--- Stated problem ---
Transcribe verbatim the lines of the entries below, from the line containing "reads [[291, 568]]." through the line containing "[[168, 425], [146, 440], [328, 311], [65, 449]]", with both of those lines included.

++++++++

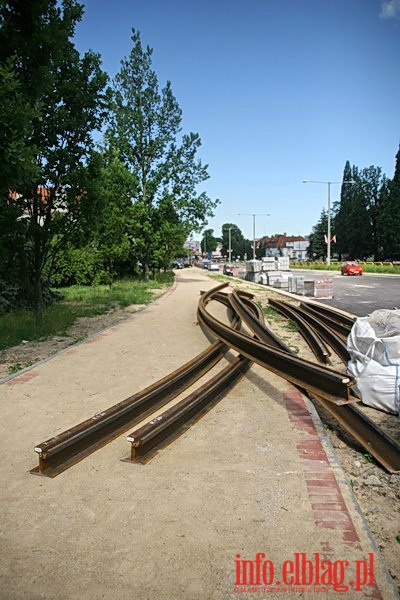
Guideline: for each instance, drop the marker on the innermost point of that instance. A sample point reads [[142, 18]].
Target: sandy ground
[[171, 529]]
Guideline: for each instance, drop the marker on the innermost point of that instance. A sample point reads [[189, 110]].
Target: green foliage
[[317, 249], [145, 128], [209, 242], [239, 245], [388, 221], [75, 266], [48, 72]]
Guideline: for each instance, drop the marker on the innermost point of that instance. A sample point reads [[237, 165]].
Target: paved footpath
[[248, 503]]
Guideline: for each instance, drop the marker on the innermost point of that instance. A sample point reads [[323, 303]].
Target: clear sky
[[278, 90]]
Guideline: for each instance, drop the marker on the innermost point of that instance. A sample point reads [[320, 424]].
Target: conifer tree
[[389, 215]]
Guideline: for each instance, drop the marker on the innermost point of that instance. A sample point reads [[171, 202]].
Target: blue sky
[[278, 90]]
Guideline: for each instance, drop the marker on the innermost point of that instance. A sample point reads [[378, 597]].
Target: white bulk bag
[[374, 348]]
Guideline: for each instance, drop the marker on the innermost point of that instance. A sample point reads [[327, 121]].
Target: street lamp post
[[254, 215], [328, 183]]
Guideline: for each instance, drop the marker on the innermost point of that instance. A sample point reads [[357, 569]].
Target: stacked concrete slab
[[319, 288]]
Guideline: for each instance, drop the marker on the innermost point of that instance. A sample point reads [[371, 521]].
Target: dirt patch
[[16, 358], [377, 491]]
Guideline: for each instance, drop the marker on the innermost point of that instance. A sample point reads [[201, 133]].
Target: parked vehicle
[[351, 267], [213, 267], [228, 270]]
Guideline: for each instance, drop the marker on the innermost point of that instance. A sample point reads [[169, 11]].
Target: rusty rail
[[317, 324], [62, 451], [370, 436], [320, 380], [166, 427], [313, 339]]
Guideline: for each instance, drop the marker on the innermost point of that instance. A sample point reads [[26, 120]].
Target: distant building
[[293, 246], [193, 245]]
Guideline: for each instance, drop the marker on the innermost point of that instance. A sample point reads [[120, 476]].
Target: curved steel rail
[[315, 342], [371, 437], [322, 381], [317, 324]]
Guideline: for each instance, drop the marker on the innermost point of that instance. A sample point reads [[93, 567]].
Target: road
[[360, 295]]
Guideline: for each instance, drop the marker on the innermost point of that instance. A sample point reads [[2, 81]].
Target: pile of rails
[[324, 329]]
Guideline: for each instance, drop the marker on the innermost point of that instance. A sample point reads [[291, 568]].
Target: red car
[[351, 267]]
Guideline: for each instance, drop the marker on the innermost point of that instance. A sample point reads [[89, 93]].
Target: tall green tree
[[63, 94], [356, 215], [388, 225], [145, 126], [209, 242], [341, 212], [317, 250]]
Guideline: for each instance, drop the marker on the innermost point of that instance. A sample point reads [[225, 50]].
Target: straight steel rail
[[168, 425], [146, 440], [328, 311], [65, 449]]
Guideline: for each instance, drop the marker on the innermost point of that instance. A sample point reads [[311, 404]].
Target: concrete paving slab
[[247, 503]]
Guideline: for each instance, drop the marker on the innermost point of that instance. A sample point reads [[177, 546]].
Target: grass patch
[[75, 302]]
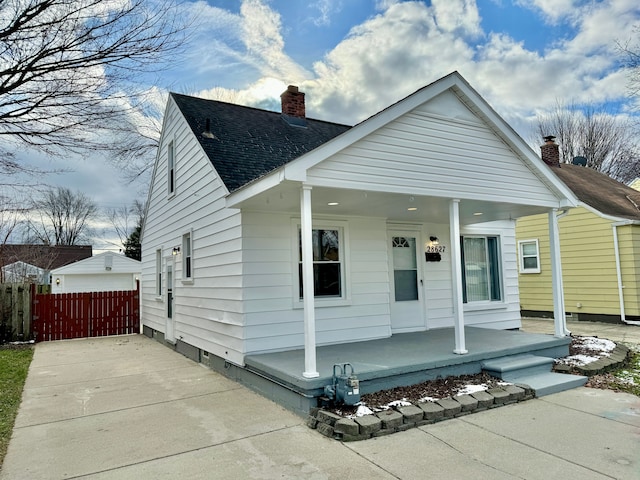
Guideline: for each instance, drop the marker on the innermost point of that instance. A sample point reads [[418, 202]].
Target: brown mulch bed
[[451, 386], [439, 388]]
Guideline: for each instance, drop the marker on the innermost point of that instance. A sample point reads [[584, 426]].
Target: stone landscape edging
[[401, 418]]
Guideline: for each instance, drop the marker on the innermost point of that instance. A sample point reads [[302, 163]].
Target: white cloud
[[261, 33], [388, 57], [409, 44], [326, 9]]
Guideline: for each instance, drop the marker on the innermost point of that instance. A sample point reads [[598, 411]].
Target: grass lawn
[[14, 365]]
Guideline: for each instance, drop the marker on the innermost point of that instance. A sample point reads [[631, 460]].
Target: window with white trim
[[481, 269], [171, 169], [529, 256], [187, 256], [159, 272], [328, 263]]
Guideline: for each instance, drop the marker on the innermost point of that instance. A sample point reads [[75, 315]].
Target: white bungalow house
[[270, 232], [101, 273]]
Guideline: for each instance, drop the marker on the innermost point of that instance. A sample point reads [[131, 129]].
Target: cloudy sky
[[353, 58]]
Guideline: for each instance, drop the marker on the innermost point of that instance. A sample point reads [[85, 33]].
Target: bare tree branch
[[69, 68], [63, 217], [608, 142]]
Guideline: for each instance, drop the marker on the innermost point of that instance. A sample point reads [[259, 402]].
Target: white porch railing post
[[456, 277], [306, 227], [560, 321]]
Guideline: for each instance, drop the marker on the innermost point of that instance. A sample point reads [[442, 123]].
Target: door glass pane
[[405, 271]]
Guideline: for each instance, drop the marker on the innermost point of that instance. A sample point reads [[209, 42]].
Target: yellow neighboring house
[[599, 245]]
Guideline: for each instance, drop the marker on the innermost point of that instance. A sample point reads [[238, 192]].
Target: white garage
[[100, 273]]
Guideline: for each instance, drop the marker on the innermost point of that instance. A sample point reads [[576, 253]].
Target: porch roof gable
[[297, 169]]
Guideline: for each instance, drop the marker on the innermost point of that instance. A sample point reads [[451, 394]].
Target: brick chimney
[[550, 152], [293, 102]]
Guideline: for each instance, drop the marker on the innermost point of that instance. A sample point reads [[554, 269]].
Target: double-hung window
[[171, 169], [481, 279], [529, 256], [328, 263], [187, 257]]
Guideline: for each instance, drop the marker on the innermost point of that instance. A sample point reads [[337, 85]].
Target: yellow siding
[[588, 264], [629, 241]]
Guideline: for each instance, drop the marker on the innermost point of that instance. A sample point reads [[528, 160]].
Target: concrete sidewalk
[[129, 408]]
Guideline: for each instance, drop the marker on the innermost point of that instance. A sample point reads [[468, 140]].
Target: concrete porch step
[[517, 365], [550, 382], [534, 371]]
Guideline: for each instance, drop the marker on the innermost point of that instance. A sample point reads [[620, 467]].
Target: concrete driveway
[[129, 408]]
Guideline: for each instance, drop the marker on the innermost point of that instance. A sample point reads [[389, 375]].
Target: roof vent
[[207, 130]]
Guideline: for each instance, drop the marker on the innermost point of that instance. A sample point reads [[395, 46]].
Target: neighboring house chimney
[[550, 152], [293, 102]]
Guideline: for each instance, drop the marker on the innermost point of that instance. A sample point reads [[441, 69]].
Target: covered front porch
[[402, 359]]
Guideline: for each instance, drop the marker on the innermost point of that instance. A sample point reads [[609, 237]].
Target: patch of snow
[[468, 389], [577, 360], [601, 345], [363, 410], [427, 399]]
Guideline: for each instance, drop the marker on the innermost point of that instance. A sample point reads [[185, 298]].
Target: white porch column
[[559, 317], [456, 276], [306, 227]]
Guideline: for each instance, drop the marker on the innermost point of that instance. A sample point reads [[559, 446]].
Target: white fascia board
[[267, 182], [617, 221], [155, 166]]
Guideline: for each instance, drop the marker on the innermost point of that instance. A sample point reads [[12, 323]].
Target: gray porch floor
[[403, 359]]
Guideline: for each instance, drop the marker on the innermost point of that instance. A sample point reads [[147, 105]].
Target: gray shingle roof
[[248, 143], [601, 192]]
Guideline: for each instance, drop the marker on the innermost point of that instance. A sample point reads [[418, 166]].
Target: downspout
[[560, 318], [616, 249]]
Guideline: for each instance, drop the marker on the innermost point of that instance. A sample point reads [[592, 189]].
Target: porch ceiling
[[397, 207]]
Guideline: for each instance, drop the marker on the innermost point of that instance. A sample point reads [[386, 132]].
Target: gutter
[[616, 249]]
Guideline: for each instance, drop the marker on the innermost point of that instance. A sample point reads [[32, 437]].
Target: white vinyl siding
[[208, 310], [272, 321]]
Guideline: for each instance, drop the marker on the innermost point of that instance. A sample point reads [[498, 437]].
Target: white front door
[[407, 312], [169, 334]]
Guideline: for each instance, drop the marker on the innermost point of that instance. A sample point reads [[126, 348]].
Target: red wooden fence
[[61, 316]]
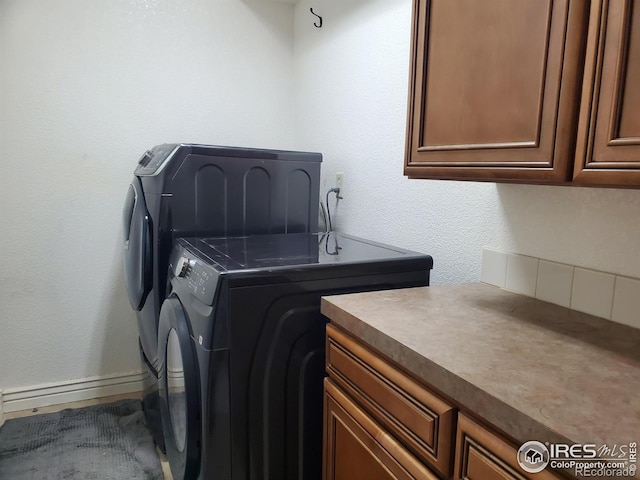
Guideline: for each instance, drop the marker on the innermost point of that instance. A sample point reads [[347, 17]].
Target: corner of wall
[[1, 410]]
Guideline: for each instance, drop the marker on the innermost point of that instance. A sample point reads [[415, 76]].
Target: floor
[[86, 403]]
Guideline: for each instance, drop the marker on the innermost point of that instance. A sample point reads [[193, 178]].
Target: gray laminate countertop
[[535, 370]]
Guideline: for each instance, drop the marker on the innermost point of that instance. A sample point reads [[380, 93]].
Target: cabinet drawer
[[356, 448], [481, 454], [420, 420]]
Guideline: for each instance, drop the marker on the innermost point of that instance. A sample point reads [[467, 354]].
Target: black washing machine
[[241, 347], [182, 190]]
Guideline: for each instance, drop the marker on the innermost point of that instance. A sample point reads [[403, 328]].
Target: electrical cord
[[337, 192]]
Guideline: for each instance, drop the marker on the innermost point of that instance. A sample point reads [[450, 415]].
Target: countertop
[[534, 370]]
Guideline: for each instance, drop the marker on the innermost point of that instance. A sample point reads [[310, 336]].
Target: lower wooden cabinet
[[357, 448], [381, 424], [483, 455]]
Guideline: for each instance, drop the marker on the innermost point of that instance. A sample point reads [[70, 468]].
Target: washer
[[186, 189], [241, 342]]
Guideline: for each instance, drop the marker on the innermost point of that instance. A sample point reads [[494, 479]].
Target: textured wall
[[351, 87], [85, 87]]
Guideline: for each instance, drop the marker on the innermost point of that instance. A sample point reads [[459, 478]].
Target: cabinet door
[[481, 454], [608, 147], [493, 89], [356, 448]]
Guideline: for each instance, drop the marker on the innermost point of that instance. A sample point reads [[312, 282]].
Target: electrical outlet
[[340, 183]]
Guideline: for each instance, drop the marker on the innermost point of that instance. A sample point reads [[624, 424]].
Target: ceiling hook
[[314, 23]]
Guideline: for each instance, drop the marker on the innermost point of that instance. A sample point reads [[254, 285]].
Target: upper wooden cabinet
[[608, 147], [499, 92]]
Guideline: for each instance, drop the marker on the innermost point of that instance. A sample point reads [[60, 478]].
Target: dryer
[[188, 189], [241, 342]]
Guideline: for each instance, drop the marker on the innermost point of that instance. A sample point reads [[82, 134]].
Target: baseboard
[[38, 396]]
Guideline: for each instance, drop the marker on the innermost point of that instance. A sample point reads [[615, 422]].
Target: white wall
[[351, 81], [85, 87]]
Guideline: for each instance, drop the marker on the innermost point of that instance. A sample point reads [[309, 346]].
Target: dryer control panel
[[153, 161], [199, 278]]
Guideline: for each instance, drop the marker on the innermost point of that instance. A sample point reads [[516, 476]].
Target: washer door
[[179, 391], [138, 265]]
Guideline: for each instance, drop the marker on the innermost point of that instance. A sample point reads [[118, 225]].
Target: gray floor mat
[[105, 442]]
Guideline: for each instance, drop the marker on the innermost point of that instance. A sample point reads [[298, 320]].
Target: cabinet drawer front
[[356, 448], [482, 454], [419, 419]]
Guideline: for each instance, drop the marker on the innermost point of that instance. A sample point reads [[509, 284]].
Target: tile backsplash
[[601, 294]]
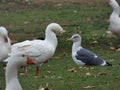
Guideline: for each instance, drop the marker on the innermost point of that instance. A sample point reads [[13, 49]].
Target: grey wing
[[88, 57]]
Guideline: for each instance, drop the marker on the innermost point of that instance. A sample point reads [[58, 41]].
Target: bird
[[40, 50], [5, 44], [13, 63], [85, 57], [114, 18]]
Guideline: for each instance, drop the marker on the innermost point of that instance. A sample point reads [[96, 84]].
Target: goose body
[[19, 59], [5, 44], [40, 50], [114, 19], [82, 56]]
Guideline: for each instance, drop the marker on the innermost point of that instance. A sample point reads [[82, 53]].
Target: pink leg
[[25, 69], [37, 70]]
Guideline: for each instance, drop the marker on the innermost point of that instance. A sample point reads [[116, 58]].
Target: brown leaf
[[72, 70], [118, 49], [102, 73], [112, 48], [89, 87], [44, 89], [88, 74]]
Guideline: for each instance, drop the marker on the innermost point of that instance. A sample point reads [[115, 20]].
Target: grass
[[29, 23]]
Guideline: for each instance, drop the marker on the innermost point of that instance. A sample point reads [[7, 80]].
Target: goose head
[[76, 38], [56, 28], [19, 59], [114, 4], [4, 34]]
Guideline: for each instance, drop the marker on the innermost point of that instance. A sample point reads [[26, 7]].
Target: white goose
[[114, 19], [40, 50], [15, 61], [5, 44]]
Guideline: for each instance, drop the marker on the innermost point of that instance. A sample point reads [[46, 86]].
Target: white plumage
[[40, 50], [19, 59], [114, 19], [5, 44]]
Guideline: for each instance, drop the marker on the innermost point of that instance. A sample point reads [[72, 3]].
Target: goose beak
[[63, 31], [6, 39], [30, 60]]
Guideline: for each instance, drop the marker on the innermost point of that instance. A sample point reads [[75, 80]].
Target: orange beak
[[30, 60], [6, 40]]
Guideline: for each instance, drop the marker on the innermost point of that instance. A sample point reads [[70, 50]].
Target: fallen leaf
[[94, 42], [72, 70], [44, 89], [112, 48], [89, 87], [88, 74], [118, 49], [102, 73]]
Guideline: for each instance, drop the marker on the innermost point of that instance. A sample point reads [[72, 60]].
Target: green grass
[[30, 23]]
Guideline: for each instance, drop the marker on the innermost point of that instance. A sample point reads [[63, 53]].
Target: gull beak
[[30, 60], [68, 39]]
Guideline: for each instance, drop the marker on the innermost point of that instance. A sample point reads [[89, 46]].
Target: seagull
[[40, 50], [13, 62], [114, 18], [82, 56]]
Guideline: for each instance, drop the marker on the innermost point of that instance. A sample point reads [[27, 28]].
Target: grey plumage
[[82, 56]]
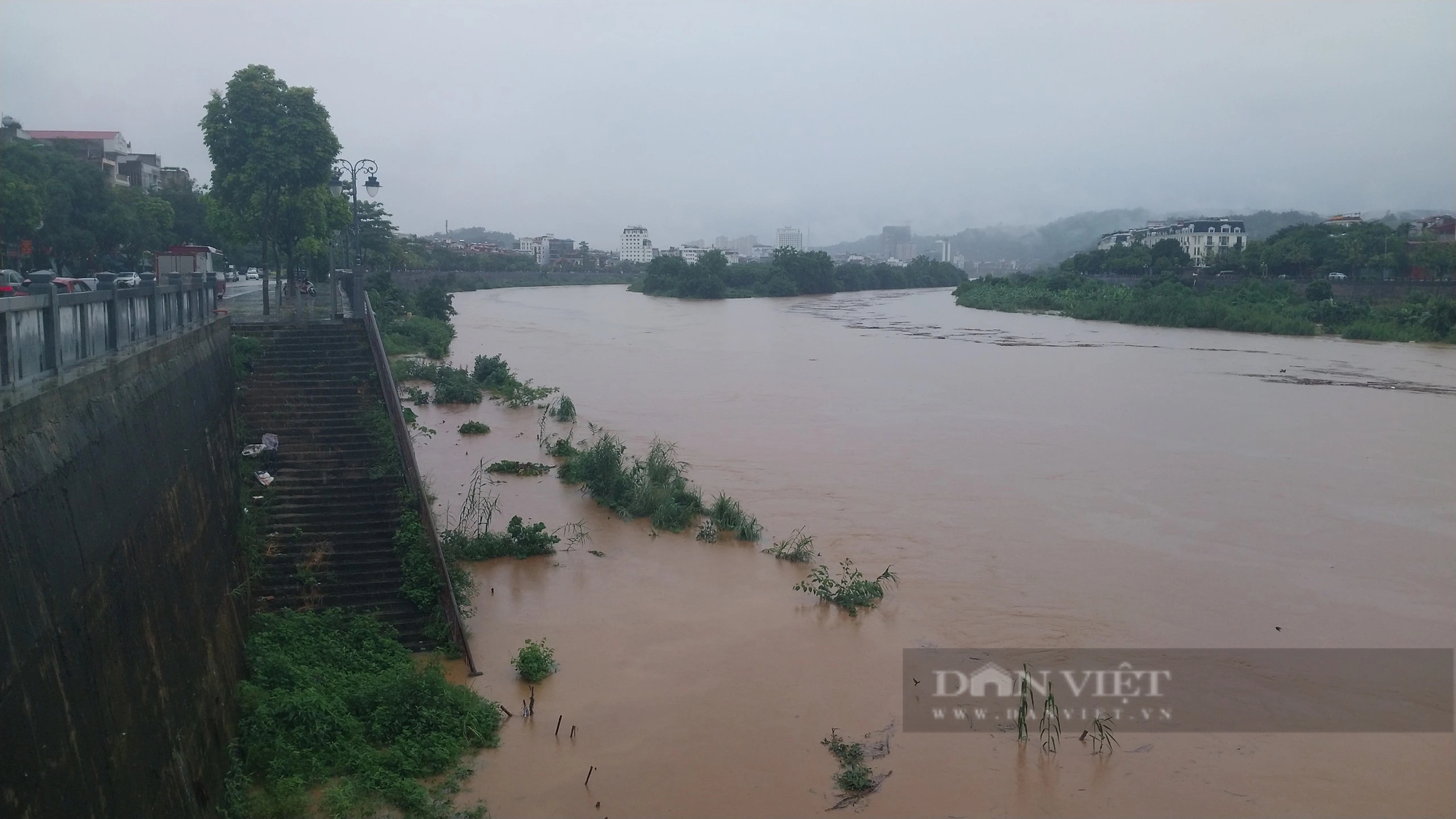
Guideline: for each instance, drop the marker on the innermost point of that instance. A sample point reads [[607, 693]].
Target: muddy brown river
[[1036, 481]]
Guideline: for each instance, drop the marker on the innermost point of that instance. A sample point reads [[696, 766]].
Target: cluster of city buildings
[[1200, 238], [110, 151]]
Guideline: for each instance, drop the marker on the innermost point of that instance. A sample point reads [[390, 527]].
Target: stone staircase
[[331, 525]]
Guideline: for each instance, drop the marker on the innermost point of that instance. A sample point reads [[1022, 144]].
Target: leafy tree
[[270, 145]]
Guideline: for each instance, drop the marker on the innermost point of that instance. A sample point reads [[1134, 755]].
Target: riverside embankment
[[1034, 480]]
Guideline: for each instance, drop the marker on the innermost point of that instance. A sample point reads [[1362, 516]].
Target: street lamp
[[372, 186]]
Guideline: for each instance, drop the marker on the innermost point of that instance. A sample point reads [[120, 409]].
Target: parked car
[[12, 283]]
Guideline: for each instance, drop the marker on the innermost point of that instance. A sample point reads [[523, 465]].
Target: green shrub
[[850, 590], [496, 376], [535, 662], [519, 468], [564, 410], [796, 548], [519, 541], [334, 697]]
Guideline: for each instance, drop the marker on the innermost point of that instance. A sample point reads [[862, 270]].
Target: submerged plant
[[850, 590], [854, 775], [535, 662], [519, 468], [1101, 733], [796, 548], [564, 410]]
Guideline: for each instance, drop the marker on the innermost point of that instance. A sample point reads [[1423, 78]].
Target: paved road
[[247, 299]]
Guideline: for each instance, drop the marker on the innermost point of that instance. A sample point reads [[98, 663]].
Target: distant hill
[[480, 235], [1059, 240]]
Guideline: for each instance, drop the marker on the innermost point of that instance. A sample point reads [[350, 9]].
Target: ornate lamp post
[[372, 186]]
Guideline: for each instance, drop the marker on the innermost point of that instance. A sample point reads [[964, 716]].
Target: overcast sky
[[727, 119]]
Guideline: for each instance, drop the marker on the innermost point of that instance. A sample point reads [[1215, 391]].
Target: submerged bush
[[519, 541], [454, 385], [652, 487], [519, 468], [535, 662], [496, 376], [334, 697], [850, 590], [796, 548], [564, 410]]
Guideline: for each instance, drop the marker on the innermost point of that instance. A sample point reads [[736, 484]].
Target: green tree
[[270, 145]]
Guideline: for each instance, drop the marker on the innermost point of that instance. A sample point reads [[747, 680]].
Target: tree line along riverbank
[[788, 273], [1249, 306]]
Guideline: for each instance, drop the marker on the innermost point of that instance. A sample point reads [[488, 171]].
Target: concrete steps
[[331, 522]]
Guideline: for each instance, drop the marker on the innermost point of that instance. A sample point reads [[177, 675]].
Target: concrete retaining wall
[[120, 640]]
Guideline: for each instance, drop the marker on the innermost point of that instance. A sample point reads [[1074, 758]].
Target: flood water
[[1036, 481]]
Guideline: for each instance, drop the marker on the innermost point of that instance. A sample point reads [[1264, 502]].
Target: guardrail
[[407, 452], [49, 331]]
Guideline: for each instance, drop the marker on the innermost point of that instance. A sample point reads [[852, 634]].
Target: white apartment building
[[636, 245], [788, 238], [537, 247], [1200, 238]]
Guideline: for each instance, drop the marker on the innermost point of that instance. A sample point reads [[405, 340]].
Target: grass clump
[[519, 541], [333, 697], [493, 373], [854, 775], [519, 468], [652, 487], [564, 410], [796, 548], [454, 385], [851, 590], [535, 662]]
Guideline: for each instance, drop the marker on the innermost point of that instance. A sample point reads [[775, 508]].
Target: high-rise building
[[788, 238], [896, 242], [636, 245]]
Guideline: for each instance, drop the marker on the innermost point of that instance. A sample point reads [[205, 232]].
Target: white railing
[[49, 331]]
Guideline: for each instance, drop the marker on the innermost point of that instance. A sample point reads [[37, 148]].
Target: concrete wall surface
[[120, 637]]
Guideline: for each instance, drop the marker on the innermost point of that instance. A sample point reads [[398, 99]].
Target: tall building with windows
[[896, 242], [788, 238], [636, 245]]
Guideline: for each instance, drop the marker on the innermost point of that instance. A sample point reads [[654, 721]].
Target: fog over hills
[[1056, 241]]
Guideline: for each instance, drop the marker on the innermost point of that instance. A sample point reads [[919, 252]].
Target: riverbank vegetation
[[788, 273], [851, 590], [796, 548], [525, 468], [340, 720], [1244, 306], [535, 660], [493, 373]]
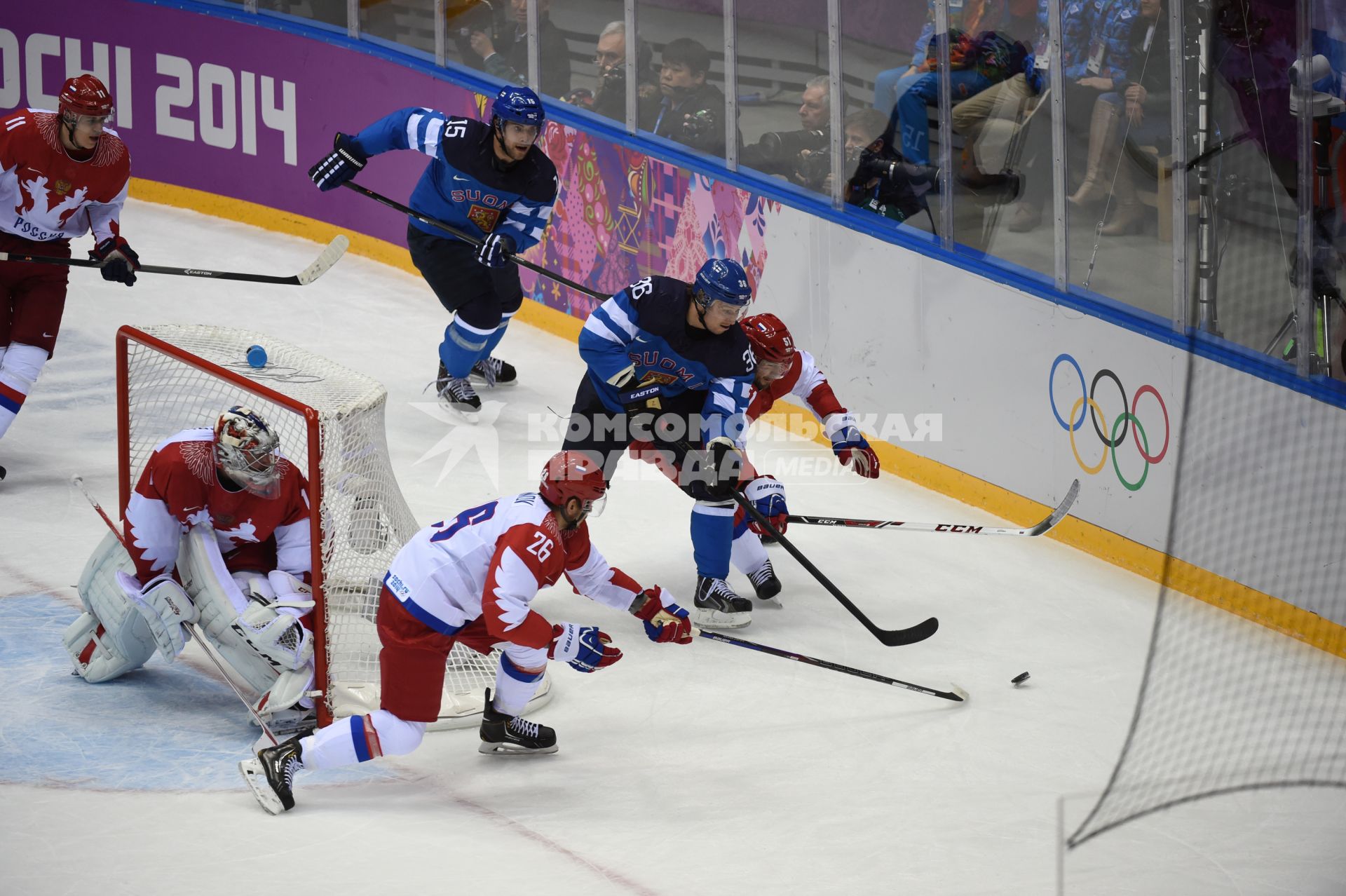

++++++++

--- Solution to the problem ---
Guideline: for each instance, drop the marker on the innermost point of that instance. A sample point reads [[291, 568]].
Target: red car
[[351, 267]]
Guideline: for each instance, drop the marker on the innermost point of that instance. A sample point reads [[89, 93]].
Target: tall green tree
[[63, 94], [356, 215], [388, 225], [145, 126], [209, 242], [341, 212], [317, 250]]
Guideline: for each instance, drop the marker on the innermost point of that instance. A sample point reads [[225, 50]].
Target: straight steel rail
[[168, 425], [146, 440], [328, 311], [65, 449]]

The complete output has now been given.